**WORK INSTRUCTIONS:** Return each line below exactly as it reads, and omit any image in it.

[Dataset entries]

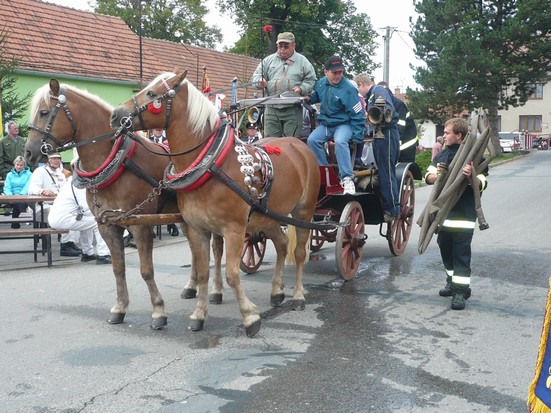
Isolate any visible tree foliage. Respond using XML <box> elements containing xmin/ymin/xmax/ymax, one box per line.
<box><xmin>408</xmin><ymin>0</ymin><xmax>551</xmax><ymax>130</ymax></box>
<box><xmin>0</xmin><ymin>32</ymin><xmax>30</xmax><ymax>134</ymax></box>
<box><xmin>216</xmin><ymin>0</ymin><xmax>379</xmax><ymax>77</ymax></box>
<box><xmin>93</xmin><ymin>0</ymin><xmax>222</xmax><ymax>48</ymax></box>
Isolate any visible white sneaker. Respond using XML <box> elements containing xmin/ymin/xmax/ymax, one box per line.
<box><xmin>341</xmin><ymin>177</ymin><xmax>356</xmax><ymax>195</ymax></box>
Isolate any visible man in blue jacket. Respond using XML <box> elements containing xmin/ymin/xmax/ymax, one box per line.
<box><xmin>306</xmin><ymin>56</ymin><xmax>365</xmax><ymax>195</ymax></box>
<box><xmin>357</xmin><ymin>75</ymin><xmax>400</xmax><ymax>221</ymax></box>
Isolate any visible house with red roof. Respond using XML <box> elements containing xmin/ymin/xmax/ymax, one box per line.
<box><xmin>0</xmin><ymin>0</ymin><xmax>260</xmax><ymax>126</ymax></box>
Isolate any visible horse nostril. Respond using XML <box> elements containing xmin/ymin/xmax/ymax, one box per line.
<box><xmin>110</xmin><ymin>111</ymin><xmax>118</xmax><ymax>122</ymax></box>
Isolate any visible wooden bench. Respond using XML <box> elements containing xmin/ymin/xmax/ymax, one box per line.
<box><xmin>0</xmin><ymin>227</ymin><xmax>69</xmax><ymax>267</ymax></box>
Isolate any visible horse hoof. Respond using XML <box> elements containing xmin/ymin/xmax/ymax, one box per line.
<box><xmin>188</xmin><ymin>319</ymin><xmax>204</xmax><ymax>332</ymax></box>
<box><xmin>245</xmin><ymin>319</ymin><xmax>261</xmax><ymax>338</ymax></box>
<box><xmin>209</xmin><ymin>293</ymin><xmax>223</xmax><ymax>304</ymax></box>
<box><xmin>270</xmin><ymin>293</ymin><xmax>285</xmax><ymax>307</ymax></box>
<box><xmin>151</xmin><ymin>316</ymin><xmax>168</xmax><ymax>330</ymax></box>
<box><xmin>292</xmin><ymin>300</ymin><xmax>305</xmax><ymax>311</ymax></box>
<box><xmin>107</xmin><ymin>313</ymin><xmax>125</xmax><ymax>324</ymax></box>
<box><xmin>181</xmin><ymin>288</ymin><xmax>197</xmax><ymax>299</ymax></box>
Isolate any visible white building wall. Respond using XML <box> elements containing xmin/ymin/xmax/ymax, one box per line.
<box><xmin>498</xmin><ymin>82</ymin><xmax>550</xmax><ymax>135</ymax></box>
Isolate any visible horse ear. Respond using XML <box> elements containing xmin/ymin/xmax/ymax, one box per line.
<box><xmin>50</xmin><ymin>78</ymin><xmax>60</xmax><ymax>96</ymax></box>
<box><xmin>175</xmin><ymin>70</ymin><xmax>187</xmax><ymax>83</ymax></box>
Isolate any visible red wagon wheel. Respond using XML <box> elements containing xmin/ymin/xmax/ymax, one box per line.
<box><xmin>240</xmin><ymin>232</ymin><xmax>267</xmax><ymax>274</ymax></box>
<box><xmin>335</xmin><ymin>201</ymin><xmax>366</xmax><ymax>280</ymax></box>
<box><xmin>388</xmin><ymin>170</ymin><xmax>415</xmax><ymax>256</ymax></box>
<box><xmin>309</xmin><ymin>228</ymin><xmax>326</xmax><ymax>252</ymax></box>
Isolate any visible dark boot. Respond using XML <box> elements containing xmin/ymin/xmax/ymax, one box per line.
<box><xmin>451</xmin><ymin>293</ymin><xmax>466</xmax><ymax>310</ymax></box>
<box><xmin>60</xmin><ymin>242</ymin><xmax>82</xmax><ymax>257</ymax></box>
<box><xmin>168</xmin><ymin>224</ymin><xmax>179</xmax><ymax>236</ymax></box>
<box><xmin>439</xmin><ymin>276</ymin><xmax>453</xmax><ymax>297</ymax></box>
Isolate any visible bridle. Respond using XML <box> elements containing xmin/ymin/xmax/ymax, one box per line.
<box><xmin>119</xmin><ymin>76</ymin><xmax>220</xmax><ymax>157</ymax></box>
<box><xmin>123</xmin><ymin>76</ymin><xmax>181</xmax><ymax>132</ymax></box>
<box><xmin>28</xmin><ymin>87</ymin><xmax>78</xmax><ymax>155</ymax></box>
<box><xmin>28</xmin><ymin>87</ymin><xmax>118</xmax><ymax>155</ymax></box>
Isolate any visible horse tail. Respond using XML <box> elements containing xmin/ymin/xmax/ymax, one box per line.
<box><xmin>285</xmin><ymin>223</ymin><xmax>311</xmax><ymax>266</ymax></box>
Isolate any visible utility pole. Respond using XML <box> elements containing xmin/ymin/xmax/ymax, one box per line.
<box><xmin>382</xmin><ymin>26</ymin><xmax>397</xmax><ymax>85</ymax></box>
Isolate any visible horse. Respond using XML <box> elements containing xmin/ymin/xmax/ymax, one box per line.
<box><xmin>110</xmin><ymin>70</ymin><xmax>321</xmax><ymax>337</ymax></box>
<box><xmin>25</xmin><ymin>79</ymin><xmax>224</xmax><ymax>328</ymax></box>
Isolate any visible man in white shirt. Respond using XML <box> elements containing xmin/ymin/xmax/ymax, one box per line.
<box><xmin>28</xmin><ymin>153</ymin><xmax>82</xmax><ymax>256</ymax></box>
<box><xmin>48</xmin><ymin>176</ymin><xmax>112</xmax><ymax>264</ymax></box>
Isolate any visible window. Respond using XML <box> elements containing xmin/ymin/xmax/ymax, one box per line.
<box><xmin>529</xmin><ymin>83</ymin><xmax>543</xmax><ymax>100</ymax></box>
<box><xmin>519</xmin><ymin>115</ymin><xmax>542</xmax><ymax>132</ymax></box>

**TASK OUTPUT:**
Isolate any visible tree foliage. Respond using XML <box> elements containing xmin/ymin/xmax/ymax, one box per line.
<box><xmin>408</xmin><ymin>0</ymin><xmax>551</xmax><ymax>130</ymax></box>
<box><xmin>0</xmin><ymin>32</ymin><xmax>30</xmax><ymax>134</ymax></box>
<box><xmin>216</xmin><ymin>0</ymin><xmax>379</xmax><ymax>77</ymax></box>
<box><xmin>93</xmin><ymin>0</ymin><xmax>222</xmax><ymax>48</ymax></box>
Isolate any visible white sneaker. Respond using XML <box> elements containing xmin/ymin/xmax/ymax, one box per line.
<box><xmin>341</xmin><ymin>177</ymin><xmax>356</xmax><ymax>195</ymax></box>
Isolate any visible man in blue jacket. Respond using XML <box> elements containing xmin/ymin/xmax/ymax, one box per line.
<box><xmin>306</xmin><ymin>56</ymin><xmax>365</xmax><ymax>195</ymax></box>
<box><xmin>357</xmin><ymin>75</ymin><xmax>400</xmax><ymax>221</ymax></box>
Isolate any visible house with red roof. Respond using XML <box> elements containing xmin/ymin/xmax/ymax, one box per line.
<box><xmin>0</xmin><ymin>0</ymin><xmax>260</xmax><ymax>126</ymax></box>
Isolate any visible horse nostril. Respond using XML <box> elements containing xmin/ymin/xmax/ymax, one box per line.
<box><xmin>110</xmin><ymin>111</ymin><xmax>118</xmax><ymax>122</ymax></box>
Isolate any visible wooden bench. Respond using XML <box> elements containing xmin/ymin/xmax/ymax, one box per line.
<box><xmin>0</xmin><ymin>227</ymin><xmax>69</xmax><ymax>267</ymax></box>
Isolate any visible horse hoof. Respond using XML <box> elements containing xmin/ymin/xmax/ymax, one box per line.
<box><xmin>188</xmin><ymin>319</ymin><xmax>204</xmax><ymax>332</ymax></box>
<box><xmin>245</xmin><ymin>319</ymin><xmax>261</xmax><ymax>338</ymax></box>
<box><xmin>209</xmin><ymin>293</ymin><xmax>223</xmax><ymax>304</ymax></box>
<box><xmin>270</xmin><ymin>293</ymin><xmax>285</xmax><ymax>307</ymax></box>
<box><xmin>151</xmin><ymin>316</ymin><xmax>168</xmax><ymax>330</ymax></box>
<box><xmin>292</xmin><ymin>300</ymin><xmax>305</xmax><ymax>311</ymax></box>
<box><xmin>107</xmin><ymin>313</ymin><xmax>125</xmax><ymax>324</ymax></box>
<box><xmin>181</xmin><ymin>288</ymin><xmax>197</xmax><ymax>299</ymax></box>
Isolate any visible white building wall. Respond using XML <box> elements containing xmin/ymin/xmax/ymax, one box per line.
<box><xmin>498</xmin><ymin>82</ymin><xmax>550</xmax><ymax>135</ymax></box>
Isolate any visible horse ear. Respond using XML <box> elements containing xmin/ymin/xmax/ymax, one box per line.
<box><xmin>50</xmin><ymin>78</ymin><xmax>60</xmax><ymax>96</ymax></box>
<box><xmin>175</xmin><ymin>70</ymin><xmax>187</xmax><ymax>83</ymax></box>
Isolate any visible red wagon wheel. Respond using XML <box> elements containing xmin/ymin/xmax/ymax, one box per line.
<box><xmin>240</xmin><ymin>232</ymin><xmax>267</xmax><ymax>274</ymax></box>
<box><xmin>335</xmin><ymin>201</ymin><xmax>366</xmax><ymax>280</ymax></box>
<box><xmin>388</xmin><ymin>170</ymin><xmax>415</xmax><ymax>256</ymax></box>
<box><xmin>309</xmin><ymin>228</ymin><xmax>326</xmax><ymax>252</ymax></box>
Isolate any visible dark boot. Respond using XML <box> elements containing xmin/ymin/xmax/ymax, one box per line.
<box><xmin>451</xmin><ymin>293</ymin><xmax>466</xmax><ymax>310</ymax></box>
<box><xmin>60</xmin><ymin>242</ymin><xmax>82</xmax><ymax>257</ymax></box>
<box><xmin>168</xmin><ymin>224</ymin><xmax>179</xmax><ymax>236</ymax></box>
<box><xmin>439</xmin><ymin>276</ymin><xmax>453</xmax><ymax>297</ymax></box>
Isolate any visible bridle. Respond using XML <box> elements containing xmin/ymin/xmax/ymax, one box per line.
<box><xmin>119</xmin><ymin>76</ymin><xmax>220</xmax><ymax>157</ymax></box>
<box><xmin>123</xmin><ymin>76</ymin><xmax>181</xmax><ymax>132</ymax></box>
<box><xmin>28</xmin><ymin>87</ymin><xmax>78</xmax><ymax>155</ymax></box>
<box><xmin>28</xmin><ymin>87</ymin><xmax>118</xmax><ymax>155</ymax></box>
Isolate any visible horse tail. Respond using XML <box> elements containing xmin/ymin/xmax/ymax, one box per line.
<box><xmin>285</xmin><ymin>223</ymin><xmax>311</xmax><ymax>266</ymax></box>
Isolate any visible utility pole. Respond using XML <box> elements containing xmin/ymin/xmax/ymax, one box per line.
<box><xmin>382</xmin><ymin>26</ymin><xmax>397</xmax><ymax>85</ymax></box>
Isolate any visible horse. Respond using XML <box> elements containing xmin/ymin/xmax/ymax, one box per line.
<box><xmin>110</xmin><ymin>70</ymin><xmax>321</xmax><ymax>337</ymax></box>
<box><xmin>25</xmin><ymin>79</ymin><xmax>224</xmax><ymax>328</ymax></box>
Isolate any visible man in white shirt. Respond using XML <box> elements containing xmin/ymin/xmax/ymax, one box per line.
<box><xmin>28</xmin><ymin>153</ymin><xmax>82</xmax><ymax>256</ymax></box>
<box><xmin>48</xmin><ymin>176</ymin><xmax>112</xmax><ymax>264</ymax></box>
Isolate any visible window. Respond using XML <box> elements containing xmin/ymin/xmax/ymax, one box per line.
<box><xmin>529</xmin><ymin>83</ymin><xmax>543</xmax><ymax>100</ymax></box>
<box><xmin>519</xmin><ymin>115</ymin><xmax>542</xmax><ymax>132</ymax></box>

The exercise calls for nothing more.